----- Recorded data -----

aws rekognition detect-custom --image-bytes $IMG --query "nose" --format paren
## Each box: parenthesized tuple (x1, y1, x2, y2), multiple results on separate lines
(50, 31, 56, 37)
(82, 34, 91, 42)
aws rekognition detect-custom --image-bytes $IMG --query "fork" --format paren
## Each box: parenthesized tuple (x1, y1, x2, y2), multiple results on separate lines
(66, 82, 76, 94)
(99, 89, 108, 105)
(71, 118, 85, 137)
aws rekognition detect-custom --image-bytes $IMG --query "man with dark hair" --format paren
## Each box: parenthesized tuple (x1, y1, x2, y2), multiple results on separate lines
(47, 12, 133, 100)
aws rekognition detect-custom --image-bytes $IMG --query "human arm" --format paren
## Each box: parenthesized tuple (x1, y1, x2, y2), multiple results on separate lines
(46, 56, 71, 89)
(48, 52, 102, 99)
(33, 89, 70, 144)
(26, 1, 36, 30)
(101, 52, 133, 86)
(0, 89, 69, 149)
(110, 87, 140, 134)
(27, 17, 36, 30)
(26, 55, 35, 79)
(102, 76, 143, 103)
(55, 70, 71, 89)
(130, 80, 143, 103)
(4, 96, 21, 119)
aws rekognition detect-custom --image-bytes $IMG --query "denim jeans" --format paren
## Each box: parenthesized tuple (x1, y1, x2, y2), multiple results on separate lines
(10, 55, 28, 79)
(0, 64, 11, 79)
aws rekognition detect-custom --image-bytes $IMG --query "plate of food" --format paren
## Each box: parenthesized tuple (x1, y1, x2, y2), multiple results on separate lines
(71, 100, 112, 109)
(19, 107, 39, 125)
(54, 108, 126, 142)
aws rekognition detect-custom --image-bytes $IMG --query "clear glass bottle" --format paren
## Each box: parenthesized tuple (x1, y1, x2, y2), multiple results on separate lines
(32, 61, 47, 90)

-----

Task requirements: Could you copy every record above exactly as it appears?

Problem solution:
aws rekognition detect-custom --image-bytes $IMG --query "nose" --format paren
## Each box: parenthesized tuple (x1, y1, x2, y2), multiple results on separate lines
(50, 31, 56, 37)
(82, 34, 91, 42)
aws rekognition detect-custom --image-bytes $IMG --query "fork" --format paren
## Each box: parenthesized tuple (x1, y1, x2, y2), multiple results on separate lines
(66, 82, 76, 94)
(99, 89, 108, 105)
(71, 118, 85, 137)
aws rekognition detect-custom --image-bytes $IMG --query "man with dark hair" --format paren
## Each box: parenthesized tuple (x1, y1, x2, y2), multiple results on separate lines
(47, 12, 133, 100)
aws rekognition detect-custom --image-bytes $IMG --query "human arm" --format paren
## Each box: parenthesized tuple (x1, y1, x2, y2), multiple results on separate lines
(46, 56, 71, 89)
(48, 52, 102, 99)
(33, 89, 70, 144)
(26, 1, 36, 30)
(101, 52, 133, 86)
(0, 89, 69, 149)
(110, 87, 140, 134)
(27, 17, 36, 30)
(26, 55, 35, 79)
(102, 76, 143, 103)
(55, 70, 71, 89)
(130, 80, 143, 103)
(4, 96, 21, 119)
aws rekognition detect-custom --image-bytes $IMG --query "denim jeans" --format paren
## Each box: parenthesized tuple (x1, y1, x2, y2), multiple results on separate lines
(10, 55, 28, 79)
(0, 64, 11, 79)
aws rekognition detect-custom --image-bytes $IMG --query "plate of food" --format paren
## Each box: parenthesized tuple (x1, y1, x2, y2), multiple results on separate lines
(71, 100, 112, 109)
(19, 107, 39, 125)
(54, 108, 126, 142)
aws rekognition detect-custom --image-bytes $IMG --query "clear glass bottle" --format paren
## Each box: parenthesized tuple (x1, y1, x2, y2), multiple results on separate lines
(32, 61, 47, 90)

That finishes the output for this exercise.